=== Document section ===
※

It looks like the file is a CSV file using unusually a colon as value separator with two completely useless empty data columns at end of each row. The date/time values are formatted wrong as the time contains also colons and therefore the entire date/time value must be enclosed in
" to be formatted valid in this CSV file.
UltraEdit has built-in the command
Convert to fixed-width to scan a CSV file with a separator defined by the user for maximum length of all data values within all data columns in the CSV and then convert the CSV file to a fixed-width file. But this command can be used only after enclosing the date/time values in
" (and removing the useless colons at the end).
A case-sensitive Perl regular expression replace all with the search string
\b(\d+/
\d+/
\d+ [0-1][0-9]:
[0-5][0-9]:
[0-5][0-9] [AP
]M
):: and the replace string
"\1" can be used to enclose the date/time value in double quotes and to remove the two colons at end of each row.
I wrote already once a script version of command
Convert to fixed-width, see
Converting CSV data to fixed width data? For that reason it was very easy for me to write the script for this task as there needed to be modified the character code value of the separator at top and insert the case-sensitive Perl regular expression replace all to enclose the date/time values in double quotes and remove the two colons at end of each line before using the already existing code.
Code: Select all
// Character code value of separator. Use 0x2C for comma, 0x3B for
// semicolon, 0x7C for vertical bar, or 0x09 for a horizontal tab.
var nSeparatorCode = 0x3A; // Colon is unusually the value separator.

※

=== Given entries ===
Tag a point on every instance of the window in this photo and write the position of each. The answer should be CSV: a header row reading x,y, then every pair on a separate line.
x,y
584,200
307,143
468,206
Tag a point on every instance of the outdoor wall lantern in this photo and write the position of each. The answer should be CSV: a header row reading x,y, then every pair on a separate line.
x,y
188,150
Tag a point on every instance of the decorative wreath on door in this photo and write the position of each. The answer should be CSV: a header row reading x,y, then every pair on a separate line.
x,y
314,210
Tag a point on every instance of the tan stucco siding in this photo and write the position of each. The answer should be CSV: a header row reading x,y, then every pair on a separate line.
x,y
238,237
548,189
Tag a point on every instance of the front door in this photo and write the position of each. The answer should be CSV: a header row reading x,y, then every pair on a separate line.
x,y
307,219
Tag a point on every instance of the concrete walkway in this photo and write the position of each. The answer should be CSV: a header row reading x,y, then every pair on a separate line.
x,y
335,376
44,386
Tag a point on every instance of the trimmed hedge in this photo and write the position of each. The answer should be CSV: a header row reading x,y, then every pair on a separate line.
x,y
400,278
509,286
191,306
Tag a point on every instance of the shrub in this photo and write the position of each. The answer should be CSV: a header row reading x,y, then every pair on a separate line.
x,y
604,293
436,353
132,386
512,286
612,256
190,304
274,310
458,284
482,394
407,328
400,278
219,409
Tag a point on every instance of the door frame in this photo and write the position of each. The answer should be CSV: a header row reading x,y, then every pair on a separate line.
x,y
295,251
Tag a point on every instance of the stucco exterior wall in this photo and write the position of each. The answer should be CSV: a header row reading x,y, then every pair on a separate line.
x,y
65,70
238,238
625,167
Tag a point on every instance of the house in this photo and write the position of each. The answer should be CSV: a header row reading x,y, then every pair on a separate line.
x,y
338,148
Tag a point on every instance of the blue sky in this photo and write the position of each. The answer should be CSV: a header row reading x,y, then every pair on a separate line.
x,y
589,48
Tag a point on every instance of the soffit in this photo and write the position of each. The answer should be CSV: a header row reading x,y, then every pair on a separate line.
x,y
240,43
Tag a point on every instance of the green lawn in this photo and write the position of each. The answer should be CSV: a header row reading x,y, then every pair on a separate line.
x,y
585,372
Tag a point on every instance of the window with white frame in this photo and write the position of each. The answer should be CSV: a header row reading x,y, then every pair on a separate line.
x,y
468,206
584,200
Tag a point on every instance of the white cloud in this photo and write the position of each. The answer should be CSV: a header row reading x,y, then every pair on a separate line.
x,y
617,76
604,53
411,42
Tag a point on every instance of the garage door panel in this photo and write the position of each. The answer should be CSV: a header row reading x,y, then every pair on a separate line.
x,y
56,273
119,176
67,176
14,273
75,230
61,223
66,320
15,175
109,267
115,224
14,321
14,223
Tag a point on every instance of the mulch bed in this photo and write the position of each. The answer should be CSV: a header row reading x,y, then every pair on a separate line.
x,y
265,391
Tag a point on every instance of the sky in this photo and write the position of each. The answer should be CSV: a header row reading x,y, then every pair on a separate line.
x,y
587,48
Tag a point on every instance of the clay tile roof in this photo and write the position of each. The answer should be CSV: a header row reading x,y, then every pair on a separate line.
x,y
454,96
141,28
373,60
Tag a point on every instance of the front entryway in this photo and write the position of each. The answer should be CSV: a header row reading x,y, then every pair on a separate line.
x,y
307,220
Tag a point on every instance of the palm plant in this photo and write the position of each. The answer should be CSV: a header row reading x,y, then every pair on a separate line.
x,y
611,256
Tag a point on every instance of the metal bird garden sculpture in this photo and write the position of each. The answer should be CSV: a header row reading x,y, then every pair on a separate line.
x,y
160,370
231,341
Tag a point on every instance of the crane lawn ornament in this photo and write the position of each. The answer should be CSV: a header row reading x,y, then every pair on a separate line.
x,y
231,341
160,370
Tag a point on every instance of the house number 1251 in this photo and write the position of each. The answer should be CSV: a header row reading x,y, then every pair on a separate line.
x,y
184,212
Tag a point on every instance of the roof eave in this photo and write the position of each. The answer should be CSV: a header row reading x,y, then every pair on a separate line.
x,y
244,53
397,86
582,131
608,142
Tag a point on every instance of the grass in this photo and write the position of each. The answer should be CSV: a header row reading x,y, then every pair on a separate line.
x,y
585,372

※

=== Task directions ===
In the forum post about the colon-separated CSV file, what value does the script assign to nSeparatorCode? The records play no part in the task.

=== Exercise solution ===
0x3A, the code for a colon.